DOCUMENT EXCERPT

┌────────

Mongo Sharding + GridFS

By Josh Fermin

What is Sharding?

Storing data across multiple nodes/machines.

A single machine may run out of storage or have bottlenecked reads and writes

Sharding is horizontally scalable - Add machines as demand increases.

Database Issues

High throughput and large amounts data put a lot of stress on a single server.

Set sizes larger than RAM stress I/O capacity

High query rates can exhuast CPU capacity of a single server.

Two Solutions

Vertical Scaling:

Add more CPU and storage resources to a single server
Limitations: Expensive.

Sharding (Horizontal Scaling):

Distribute data set over multiple servers or shards
Each shard is an independent db and all together they make up a single logical db.

Sharded Collection

Sharding in MongoDB

Data Partitioning

Sharding happens on a collection level.

Sharding divides a collection's data by a shard key

Two types of partitioning: range based and hash based

Ranged Based Paritioning

Hash Based Paritioning

Mongo Sharding Tutorial

Taken from Mongo Docs.

Fire Up Config Server

Download Mongo here

mkdir /data/configdb

mongod --configsvr --dbpath /data/configdb

data/configdb is where server metadata will be stored
In production, run configsvr on three different hosts

Setup Mongos - Routing Service

mongos --configdb localhost:27019 --port 27017

Lightweight, do not require data directories
Usually have two of these in production

Create DBs for Shards

mkdir /data/shard1

mongod --dbpath /data/shard1 --port 27018 --shardsvr

This starts a standalone mongod instance

Create another Shard

mkdir /data/shard2

mongod --dbpath /data/shard2 --port 27020 --shardsvr

Note different port

Data will be partitioned to these two shards, based on shard key

Fire up mongos shell

mongo --port 27017

mongos> sh.addShard("localhost:27018"){ "shardAdded": "shard0001", "ok" : 1 }

mongos> sh.addShard("localhost:27020"){ "shardAdded": "shard0002", "ok" : 1 }

Sharding on DB/Collection Level

First create a database and a collection:

mongos> use testDBmongos> db.createCollection(testCollection)

└────────

PROBLEM A
From the Mongo sharding and GridFS text above, extract the part that opens with the words containing "A single machine" and closes with "of a single server.".
PROBLEM B
Continue the Mongo sharding and GridFS text above, starting right after its final line.

RECORDS SHOWN
┌────────

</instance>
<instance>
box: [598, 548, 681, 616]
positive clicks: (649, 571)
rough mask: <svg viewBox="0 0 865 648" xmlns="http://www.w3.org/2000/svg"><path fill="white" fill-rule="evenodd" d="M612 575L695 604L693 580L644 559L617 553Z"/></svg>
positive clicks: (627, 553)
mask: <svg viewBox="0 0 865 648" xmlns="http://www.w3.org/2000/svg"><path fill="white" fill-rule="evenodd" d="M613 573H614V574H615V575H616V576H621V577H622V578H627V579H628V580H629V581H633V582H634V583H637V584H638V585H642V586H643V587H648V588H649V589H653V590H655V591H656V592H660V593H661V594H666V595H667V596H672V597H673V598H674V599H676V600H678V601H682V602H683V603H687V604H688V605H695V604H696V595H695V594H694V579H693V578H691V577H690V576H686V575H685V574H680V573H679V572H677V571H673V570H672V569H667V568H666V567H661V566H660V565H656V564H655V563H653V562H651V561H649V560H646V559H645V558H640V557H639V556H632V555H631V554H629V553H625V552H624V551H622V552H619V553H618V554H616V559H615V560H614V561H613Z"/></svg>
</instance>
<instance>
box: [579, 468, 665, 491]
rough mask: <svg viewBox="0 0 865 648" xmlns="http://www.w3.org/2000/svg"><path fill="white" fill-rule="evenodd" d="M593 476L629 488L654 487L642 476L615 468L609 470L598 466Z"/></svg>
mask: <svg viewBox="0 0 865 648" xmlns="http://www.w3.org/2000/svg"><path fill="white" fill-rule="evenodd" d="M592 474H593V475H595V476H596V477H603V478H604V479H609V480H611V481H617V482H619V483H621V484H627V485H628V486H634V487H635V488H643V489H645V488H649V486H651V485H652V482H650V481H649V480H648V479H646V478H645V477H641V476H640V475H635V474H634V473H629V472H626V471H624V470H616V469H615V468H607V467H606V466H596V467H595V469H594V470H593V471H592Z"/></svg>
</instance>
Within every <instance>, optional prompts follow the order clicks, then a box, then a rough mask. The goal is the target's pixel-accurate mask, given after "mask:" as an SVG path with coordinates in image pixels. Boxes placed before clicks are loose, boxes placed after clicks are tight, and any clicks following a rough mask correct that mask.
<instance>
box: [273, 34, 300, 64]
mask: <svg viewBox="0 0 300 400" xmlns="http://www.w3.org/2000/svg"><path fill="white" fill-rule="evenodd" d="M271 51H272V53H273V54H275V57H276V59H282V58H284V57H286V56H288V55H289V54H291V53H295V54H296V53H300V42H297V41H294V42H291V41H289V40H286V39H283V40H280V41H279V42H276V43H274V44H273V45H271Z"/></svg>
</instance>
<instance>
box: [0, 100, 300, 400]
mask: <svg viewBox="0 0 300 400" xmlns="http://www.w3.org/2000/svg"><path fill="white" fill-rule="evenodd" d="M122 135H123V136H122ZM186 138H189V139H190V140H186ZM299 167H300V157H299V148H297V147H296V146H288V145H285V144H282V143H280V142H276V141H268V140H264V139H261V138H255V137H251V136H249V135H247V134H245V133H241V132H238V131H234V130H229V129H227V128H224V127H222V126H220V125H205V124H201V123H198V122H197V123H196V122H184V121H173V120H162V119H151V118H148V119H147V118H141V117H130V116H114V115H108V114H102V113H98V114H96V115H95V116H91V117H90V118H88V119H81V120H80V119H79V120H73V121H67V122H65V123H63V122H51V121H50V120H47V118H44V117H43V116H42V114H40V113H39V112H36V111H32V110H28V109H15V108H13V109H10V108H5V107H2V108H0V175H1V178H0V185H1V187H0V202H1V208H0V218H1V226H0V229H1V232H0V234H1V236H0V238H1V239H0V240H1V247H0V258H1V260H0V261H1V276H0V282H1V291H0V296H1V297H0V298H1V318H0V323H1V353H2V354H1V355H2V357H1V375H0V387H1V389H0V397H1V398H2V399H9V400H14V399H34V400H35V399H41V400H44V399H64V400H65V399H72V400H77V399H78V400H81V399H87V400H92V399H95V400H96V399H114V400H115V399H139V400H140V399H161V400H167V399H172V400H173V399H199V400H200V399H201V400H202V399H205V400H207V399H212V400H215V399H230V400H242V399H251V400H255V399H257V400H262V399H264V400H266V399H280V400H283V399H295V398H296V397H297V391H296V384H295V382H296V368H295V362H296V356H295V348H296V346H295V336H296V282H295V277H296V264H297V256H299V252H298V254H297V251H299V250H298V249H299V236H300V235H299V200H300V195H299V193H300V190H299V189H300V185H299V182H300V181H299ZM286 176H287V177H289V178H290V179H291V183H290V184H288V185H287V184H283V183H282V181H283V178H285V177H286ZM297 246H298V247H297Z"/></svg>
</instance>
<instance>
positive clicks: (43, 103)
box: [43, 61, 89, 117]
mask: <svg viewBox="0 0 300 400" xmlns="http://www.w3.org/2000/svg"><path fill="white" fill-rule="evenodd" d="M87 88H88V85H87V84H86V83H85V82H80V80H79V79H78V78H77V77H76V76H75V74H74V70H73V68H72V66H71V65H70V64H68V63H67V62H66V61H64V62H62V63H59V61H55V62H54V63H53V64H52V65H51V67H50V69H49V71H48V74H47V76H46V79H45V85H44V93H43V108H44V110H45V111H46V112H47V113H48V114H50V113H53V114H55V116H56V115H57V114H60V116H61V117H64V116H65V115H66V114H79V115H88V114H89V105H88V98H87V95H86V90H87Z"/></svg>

└────────

ANSWER SPACE A
A single machine may run out of storage or have bottlenecked reads and writes

Sharding is horizontally scalable - Add machines as demand increases.

Database Issues

High throughput and large amounts data put a lot of stress on a single server.

Set sizes larger than RAM stress I/O capacity

High query rates can exhuast CPU capacity of a single server.

ANSWER SPACE B
Then enable sharding on each:

mongos> sh.enableSharding(“testDB”)mongos> sh.shardCollection(“testDB.testCollection”, { “md5”:”hashed” })

Second param is choosing the shard key as md5 with hash partitioning. For range based do: "md5":1

What we just did

So What is this GridFS business?

GridFS is an extension on top of mongo

Allows you to store/retrieve files that exceed BSON doc limit of 16mb

How is that possible?

Instead of one doc per file, GridFS breaks it into 255k chunks.

Each chunk becomes a separate document.

When you query for a file, the driver or client will reassemble it as needed.

GridFS Collections

GridFS uses two collections to store files.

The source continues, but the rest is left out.